■ **DIRECTION**
Lay out the entries from the line containing "Target: car roof" through the end of the entries as a JSON list of strings, one string per line, with both ends included and blank lines omitted. Leave the pictures out.

■ **Dataset entries about object locations**
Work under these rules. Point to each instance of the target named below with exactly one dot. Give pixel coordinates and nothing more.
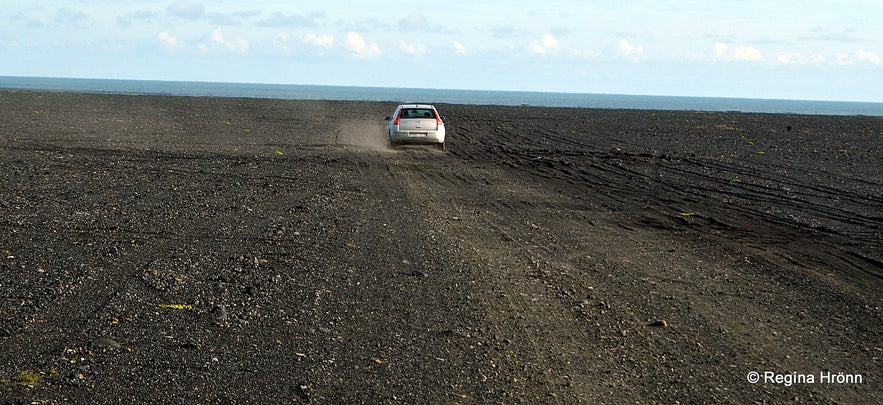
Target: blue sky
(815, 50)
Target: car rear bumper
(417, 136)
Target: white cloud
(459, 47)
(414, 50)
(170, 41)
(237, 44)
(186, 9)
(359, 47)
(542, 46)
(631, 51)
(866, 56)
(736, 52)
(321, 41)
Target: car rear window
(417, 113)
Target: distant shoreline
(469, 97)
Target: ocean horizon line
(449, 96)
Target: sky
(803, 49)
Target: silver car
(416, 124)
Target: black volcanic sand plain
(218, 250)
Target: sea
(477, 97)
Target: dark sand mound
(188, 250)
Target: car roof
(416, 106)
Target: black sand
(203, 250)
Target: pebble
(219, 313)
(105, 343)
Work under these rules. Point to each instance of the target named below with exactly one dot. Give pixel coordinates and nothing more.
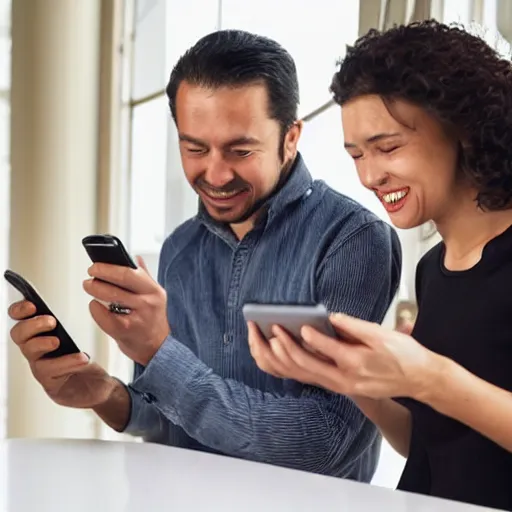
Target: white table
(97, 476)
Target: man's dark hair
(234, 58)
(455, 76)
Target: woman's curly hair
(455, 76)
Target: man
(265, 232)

■ **EXERCISE SOLUTION**
[
  "Target: car roof",
  "(416, 106)",
  "Target: black sand",
  "(203, 250)",
  "Target: pebble",
  "(219, 313)",
  "(105, 343)",
  "Work under these rules. Point to each instance of the target named below with exactly one dot. Give pixel coordinates and nothing more.",
  "Target: white table",
  "(97, 476)",
  "Target: man's dark hair",
  "(234, 58)",
  "(455, 76)",
  "Target: woman's curly hair",
  "(455, 76)",
  "Target: man",
  "(265, 232)"
]